Problem: In the basketball article, rename "Tuesday" as "Wednesday" wherever it occurs in the passage that starts at "Another freshman, Taylor" and stops after "that was No. 2.". Give that passage with the change made.

Excerpt provided:
______________________________
Anderson took the place of fellow freshman Evan Nolte, who had replaced injured sophomore Darion Atkins in the starting lineup. Nolte had exhibited a propensity for getting in early foul trouble and experienced more of the same against Clemson.
Nolte fouled out in 22 minutes — only the third disqualification for UVa this season — but not before he had connected on three of four 3-point attempts.
Another freshman, Taylor Barnette, also went 3 for 4 on 3-pointers off the bench as the Cavaliers got 34 points from their four Tobey-less freshmen. After missing its first nine 3-pointers Tuesday night, UVa finished 10 of 24 from beyond the arc.
Anderson had one of the 3-pointers Tuesday and has gone 5 for 10 on the long balls after a 4-for-24 start. He also has the best assist-turnover ratio on the team, 48-22.
Bennett said he was more impressed with Anderson’s pass to Mitchell that was No. 9 on ESPN’s top plays than he was the Anderson dunk that was No. 2.
“I don’t think it was showboating; I really didn’t,” Bennett said. “He tried to go between his legs in the first half, they knocked it away and I told him, ‘That’s not part of what we’re trying to do.’ And, he understood that.
“He’s a passionate guy and everybody has different personalities and he stays true to that. I always talk about being continuous and efficient and, when he does that, his energy is so good for us.
“That’s really important. It gets the crowd going, but I think it’s contagious for [the rest of] the guys. I’m sure the crowd will be welcoming this next game.”
Anderson was committed to Maryland only briefly in 2011, re-opening his recruiting when then-Terps coach Gary Williams announced his retirement.
Anderson, whose family lives in Montross in Virginia’s Northern Neck, spent four years at Montrose Christian in Md., located minutes from Maryland’s campus.
“My teammates are getting on me already but I have no clue what to expect,” Anderson said. “I’m in my own little world out here. I can’t hear. I cannot hear. If they say something …
“Nah, I’m not going to give them any ideas.”
______________________________
Location annotation dataset excerpts:
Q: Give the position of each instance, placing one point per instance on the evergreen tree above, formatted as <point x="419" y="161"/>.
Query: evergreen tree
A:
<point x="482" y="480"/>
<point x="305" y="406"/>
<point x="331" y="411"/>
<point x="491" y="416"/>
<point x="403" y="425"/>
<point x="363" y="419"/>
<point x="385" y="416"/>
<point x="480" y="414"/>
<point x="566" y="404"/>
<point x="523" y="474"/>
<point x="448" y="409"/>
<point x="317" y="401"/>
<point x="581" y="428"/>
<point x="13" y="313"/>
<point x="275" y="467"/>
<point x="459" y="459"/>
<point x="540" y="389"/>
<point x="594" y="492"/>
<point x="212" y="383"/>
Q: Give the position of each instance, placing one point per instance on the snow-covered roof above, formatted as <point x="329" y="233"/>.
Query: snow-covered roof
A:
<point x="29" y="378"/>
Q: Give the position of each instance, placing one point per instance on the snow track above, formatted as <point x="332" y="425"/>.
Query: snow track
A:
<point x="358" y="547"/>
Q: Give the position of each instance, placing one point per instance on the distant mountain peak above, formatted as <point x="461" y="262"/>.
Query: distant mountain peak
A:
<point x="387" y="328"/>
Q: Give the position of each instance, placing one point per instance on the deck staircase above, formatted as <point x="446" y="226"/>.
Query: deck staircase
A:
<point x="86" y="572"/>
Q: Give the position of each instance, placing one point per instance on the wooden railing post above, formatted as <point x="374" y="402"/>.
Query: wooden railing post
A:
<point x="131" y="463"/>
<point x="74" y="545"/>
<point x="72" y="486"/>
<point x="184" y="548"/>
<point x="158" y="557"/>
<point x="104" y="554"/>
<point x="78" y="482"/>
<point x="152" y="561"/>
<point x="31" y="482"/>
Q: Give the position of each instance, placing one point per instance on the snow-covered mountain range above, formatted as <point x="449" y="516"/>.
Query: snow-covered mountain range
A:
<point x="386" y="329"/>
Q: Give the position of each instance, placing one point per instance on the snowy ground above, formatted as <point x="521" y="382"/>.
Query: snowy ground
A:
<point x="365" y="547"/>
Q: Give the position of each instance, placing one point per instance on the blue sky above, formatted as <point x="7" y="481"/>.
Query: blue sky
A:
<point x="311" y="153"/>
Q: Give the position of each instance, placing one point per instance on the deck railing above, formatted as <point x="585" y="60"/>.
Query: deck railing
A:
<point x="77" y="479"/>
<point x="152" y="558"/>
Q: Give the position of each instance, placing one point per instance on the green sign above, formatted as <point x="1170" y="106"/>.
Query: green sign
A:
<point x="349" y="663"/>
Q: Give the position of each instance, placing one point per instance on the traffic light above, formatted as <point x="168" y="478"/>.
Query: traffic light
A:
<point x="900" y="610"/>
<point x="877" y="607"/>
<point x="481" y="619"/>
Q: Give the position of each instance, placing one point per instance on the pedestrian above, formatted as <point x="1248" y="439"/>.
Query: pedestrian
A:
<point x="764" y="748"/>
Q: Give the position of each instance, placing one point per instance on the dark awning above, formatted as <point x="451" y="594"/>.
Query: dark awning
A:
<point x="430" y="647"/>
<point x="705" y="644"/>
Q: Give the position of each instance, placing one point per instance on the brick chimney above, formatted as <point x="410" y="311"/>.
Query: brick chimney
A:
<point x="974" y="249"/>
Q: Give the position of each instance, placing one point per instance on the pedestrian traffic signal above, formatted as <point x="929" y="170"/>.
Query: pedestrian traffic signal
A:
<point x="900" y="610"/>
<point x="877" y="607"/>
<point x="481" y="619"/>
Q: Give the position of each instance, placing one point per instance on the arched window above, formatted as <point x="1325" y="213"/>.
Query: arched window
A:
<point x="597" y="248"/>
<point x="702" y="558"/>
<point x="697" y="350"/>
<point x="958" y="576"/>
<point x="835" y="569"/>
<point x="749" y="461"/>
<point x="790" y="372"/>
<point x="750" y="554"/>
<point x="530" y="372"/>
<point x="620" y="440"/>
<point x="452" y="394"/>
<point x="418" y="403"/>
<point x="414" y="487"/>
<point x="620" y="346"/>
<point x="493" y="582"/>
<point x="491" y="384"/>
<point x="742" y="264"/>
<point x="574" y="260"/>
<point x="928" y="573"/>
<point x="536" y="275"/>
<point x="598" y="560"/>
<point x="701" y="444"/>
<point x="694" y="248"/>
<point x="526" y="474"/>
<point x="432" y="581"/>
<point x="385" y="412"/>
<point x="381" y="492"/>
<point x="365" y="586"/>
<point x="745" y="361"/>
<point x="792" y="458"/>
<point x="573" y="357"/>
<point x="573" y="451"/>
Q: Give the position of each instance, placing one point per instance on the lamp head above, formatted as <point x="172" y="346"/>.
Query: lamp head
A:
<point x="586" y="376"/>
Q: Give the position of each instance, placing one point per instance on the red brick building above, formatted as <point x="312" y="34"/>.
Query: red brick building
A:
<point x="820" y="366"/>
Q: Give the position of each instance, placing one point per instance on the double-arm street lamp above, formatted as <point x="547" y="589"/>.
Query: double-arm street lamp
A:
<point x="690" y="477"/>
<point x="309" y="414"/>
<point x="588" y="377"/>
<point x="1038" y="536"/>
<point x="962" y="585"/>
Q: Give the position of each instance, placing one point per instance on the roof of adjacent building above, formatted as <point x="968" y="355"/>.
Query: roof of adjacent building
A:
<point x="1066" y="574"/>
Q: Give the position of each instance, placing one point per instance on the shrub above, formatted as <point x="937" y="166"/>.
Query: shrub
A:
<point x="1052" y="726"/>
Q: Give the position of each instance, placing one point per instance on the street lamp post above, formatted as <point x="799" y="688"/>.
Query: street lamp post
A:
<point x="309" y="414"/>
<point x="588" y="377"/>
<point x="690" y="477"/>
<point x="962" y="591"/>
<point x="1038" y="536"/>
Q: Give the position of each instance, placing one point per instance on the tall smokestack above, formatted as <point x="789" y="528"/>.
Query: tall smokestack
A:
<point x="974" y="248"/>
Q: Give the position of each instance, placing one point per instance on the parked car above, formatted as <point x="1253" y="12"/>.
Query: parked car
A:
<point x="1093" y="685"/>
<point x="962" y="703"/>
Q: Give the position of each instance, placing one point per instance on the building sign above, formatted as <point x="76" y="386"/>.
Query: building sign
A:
______________________________
Expected output:
Another freshman, Taylor Barnette, also went 3 for 4 on 3-pointers off the bench as the Cavaliers got 34 points from their four Tobey-less freshmen. After missing its first nine 3-pointers Wednesday night, UVa finished 10 of 24 from beyond the arc.
Anderson had one of the 3-pointers Wednesday and has gone 5 for 10 on the long balls after a 4-for-24 start. He also has the best assist-turnover ratio on the team, 48-22.
Bennett said he was more impressed with Anderson’s pass to Mitchell that was No. 9 on ESPN’s top plays than he was the Anderson dunk that was No. 2.